Short exercise |
How many lines in the records below contain the string "picture"? Case counts. Reply with the number alone.

Excerpts from a location annotation dataset
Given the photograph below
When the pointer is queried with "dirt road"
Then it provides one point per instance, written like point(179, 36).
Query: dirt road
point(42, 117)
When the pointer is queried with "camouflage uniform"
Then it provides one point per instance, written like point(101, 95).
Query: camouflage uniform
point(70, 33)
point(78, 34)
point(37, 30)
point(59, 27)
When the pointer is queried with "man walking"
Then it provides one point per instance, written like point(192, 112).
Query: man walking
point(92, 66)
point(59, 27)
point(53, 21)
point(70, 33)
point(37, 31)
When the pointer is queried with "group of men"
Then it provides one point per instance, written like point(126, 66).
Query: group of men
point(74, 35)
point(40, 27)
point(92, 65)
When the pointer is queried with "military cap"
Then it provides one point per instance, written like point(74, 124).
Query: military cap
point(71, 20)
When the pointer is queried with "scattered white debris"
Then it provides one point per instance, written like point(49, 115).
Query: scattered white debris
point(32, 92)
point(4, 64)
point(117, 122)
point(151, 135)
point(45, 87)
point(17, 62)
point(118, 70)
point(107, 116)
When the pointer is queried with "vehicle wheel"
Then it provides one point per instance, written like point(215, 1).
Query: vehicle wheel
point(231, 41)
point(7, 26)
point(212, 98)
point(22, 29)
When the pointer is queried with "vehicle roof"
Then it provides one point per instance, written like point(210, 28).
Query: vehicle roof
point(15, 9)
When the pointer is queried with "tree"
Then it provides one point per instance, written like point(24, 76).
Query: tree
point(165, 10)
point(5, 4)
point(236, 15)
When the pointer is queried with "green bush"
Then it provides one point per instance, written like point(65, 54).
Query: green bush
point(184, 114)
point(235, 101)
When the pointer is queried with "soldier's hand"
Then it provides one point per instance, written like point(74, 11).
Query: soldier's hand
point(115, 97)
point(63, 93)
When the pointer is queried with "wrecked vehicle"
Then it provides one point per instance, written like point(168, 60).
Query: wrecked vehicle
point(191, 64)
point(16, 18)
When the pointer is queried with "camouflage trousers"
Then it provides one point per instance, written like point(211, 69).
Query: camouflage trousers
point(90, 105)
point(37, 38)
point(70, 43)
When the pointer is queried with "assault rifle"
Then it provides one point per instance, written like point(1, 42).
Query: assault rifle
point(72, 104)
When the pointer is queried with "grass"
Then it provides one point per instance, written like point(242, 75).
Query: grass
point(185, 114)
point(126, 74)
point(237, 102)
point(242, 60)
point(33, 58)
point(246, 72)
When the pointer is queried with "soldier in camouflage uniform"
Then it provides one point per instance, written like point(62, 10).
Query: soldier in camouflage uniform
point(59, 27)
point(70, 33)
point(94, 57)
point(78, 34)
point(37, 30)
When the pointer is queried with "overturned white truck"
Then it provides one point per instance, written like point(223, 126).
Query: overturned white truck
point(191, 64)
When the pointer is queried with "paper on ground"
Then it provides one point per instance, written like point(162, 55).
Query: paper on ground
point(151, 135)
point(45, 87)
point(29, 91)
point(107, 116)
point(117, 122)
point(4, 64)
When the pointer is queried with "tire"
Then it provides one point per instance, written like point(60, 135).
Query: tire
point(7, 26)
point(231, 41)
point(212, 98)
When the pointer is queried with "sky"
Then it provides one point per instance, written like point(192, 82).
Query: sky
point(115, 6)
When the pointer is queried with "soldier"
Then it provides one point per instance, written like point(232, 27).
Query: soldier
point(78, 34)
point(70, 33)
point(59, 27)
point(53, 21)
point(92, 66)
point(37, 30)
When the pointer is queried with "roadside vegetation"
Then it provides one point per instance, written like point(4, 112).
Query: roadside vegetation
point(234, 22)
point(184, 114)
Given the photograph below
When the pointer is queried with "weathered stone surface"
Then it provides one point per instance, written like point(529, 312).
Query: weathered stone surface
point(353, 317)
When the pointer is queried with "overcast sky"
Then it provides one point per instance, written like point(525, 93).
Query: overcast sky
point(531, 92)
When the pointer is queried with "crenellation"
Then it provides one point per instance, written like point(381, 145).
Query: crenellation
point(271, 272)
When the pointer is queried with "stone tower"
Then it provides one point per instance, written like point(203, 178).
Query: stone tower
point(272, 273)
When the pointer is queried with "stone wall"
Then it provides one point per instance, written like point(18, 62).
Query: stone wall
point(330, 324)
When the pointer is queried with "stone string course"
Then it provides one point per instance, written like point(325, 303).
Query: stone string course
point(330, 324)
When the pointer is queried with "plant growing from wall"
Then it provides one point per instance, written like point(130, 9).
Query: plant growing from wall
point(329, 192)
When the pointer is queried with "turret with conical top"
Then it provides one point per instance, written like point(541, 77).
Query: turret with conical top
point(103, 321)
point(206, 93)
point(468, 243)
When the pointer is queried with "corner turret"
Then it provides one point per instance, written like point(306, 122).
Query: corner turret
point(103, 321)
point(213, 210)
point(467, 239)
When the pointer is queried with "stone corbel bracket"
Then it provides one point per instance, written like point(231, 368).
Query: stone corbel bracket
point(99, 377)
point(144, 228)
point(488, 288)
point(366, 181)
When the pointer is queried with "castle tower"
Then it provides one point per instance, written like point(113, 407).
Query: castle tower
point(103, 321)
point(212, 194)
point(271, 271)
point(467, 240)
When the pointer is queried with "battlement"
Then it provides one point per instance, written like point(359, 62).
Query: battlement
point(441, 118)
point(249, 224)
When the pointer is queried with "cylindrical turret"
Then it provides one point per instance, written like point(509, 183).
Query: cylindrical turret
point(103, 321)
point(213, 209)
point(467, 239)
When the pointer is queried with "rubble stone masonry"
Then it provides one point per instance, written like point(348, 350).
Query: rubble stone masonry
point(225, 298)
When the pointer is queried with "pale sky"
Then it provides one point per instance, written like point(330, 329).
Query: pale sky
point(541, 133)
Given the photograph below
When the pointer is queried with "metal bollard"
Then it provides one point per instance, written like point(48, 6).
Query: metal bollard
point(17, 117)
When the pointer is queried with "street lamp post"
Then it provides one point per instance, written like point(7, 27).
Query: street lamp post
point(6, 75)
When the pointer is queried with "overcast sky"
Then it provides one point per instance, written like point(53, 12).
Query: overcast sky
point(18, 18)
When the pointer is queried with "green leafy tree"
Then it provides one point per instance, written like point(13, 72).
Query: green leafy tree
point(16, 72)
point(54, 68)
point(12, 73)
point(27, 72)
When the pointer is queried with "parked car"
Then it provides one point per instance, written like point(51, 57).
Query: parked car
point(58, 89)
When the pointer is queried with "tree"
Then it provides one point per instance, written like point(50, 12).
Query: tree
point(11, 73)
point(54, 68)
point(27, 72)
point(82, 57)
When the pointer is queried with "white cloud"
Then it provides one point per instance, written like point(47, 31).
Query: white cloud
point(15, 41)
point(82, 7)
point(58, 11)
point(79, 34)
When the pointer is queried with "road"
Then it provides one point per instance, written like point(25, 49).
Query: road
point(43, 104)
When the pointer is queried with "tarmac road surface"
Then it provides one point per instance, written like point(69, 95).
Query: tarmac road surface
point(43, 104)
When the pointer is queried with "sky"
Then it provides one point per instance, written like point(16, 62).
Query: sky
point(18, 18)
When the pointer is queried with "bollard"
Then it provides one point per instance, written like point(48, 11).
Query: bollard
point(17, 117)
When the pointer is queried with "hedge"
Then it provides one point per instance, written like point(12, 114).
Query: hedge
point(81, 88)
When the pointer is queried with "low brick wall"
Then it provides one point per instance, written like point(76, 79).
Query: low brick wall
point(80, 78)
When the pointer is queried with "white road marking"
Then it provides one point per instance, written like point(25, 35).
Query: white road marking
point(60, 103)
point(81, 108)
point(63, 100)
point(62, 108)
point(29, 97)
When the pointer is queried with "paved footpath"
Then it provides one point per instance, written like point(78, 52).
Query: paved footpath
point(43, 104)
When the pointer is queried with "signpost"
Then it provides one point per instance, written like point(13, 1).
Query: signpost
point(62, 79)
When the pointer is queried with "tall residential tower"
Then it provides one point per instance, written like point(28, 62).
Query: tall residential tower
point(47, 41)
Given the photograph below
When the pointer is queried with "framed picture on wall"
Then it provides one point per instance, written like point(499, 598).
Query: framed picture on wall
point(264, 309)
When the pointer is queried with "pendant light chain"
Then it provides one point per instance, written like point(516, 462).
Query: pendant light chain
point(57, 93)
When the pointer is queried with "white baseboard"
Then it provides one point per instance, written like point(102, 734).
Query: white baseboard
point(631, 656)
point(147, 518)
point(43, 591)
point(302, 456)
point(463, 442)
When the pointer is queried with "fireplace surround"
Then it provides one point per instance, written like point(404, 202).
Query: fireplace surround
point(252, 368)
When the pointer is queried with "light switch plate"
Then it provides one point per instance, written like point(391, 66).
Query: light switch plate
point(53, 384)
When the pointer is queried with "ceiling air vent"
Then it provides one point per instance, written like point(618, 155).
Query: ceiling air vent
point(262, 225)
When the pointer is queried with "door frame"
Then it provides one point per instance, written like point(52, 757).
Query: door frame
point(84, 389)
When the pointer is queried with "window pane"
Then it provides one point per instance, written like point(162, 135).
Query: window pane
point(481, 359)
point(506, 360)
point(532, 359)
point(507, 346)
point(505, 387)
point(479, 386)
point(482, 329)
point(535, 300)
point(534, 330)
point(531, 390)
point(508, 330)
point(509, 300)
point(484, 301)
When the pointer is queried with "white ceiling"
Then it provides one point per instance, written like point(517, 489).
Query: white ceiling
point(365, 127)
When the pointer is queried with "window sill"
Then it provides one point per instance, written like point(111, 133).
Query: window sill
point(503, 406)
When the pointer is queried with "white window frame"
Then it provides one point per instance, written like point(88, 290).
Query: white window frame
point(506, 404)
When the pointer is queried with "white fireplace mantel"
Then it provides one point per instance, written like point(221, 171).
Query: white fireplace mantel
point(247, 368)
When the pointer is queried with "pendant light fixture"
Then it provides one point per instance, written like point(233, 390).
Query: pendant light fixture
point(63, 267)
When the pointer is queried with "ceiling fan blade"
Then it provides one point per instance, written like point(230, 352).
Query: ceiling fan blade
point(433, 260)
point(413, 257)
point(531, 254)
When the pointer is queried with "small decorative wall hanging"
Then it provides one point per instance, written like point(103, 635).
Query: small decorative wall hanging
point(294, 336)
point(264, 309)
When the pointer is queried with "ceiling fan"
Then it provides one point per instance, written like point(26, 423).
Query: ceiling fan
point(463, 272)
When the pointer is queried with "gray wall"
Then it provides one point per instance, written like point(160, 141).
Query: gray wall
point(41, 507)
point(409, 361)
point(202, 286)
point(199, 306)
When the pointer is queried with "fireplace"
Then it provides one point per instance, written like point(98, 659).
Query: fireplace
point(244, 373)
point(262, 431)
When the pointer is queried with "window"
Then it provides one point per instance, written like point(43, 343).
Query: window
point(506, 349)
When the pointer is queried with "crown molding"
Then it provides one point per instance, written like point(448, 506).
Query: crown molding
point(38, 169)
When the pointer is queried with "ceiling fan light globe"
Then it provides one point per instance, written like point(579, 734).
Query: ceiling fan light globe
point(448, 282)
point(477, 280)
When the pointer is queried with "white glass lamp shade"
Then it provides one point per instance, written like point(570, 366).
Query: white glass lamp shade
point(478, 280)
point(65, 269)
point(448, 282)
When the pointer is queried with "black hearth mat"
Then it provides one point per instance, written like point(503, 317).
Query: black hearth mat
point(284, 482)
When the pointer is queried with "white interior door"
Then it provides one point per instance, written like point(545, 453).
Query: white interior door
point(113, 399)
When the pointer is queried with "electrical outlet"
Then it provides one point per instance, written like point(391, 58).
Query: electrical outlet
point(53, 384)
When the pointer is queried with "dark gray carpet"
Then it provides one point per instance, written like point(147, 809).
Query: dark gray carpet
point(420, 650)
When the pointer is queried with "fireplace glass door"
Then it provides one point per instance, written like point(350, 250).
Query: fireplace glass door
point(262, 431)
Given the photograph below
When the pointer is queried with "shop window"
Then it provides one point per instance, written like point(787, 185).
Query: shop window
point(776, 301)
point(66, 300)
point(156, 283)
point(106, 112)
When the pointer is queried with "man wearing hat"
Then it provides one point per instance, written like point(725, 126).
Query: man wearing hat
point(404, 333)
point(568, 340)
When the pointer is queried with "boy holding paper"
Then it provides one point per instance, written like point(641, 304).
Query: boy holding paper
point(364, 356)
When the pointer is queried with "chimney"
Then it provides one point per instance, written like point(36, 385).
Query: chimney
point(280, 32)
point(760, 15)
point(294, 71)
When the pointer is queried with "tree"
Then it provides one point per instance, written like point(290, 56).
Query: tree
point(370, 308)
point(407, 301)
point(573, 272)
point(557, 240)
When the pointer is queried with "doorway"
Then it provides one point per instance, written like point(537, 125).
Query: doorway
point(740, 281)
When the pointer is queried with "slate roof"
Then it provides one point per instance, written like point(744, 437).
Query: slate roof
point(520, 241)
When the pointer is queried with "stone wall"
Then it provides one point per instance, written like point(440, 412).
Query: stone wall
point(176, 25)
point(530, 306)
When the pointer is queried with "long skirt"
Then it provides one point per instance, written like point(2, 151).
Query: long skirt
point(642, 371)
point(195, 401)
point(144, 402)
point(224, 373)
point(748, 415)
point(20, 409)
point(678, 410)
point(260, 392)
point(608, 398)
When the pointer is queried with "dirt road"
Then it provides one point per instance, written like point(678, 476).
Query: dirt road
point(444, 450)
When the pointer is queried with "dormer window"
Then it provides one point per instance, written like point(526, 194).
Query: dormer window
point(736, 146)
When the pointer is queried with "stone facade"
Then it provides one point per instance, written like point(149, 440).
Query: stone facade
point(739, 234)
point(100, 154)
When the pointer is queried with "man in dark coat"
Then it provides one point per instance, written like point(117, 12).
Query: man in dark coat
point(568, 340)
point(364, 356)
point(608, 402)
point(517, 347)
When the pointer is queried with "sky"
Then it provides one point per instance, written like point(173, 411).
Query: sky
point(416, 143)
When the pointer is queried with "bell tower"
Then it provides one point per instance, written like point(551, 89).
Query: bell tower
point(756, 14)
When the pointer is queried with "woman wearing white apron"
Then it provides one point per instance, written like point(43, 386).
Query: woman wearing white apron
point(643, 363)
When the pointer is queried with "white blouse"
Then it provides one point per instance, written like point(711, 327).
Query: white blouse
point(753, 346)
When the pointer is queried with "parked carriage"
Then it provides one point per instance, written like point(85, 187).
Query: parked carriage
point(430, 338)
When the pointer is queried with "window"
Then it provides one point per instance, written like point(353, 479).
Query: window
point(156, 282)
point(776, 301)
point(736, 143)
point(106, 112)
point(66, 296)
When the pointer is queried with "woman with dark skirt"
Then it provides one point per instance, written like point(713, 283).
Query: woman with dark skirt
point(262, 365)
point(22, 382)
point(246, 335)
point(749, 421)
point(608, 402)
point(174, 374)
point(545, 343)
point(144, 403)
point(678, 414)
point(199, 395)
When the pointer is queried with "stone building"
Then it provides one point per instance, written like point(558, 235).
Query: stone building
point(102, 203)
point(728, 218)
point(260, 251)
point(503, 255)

Task solution |
2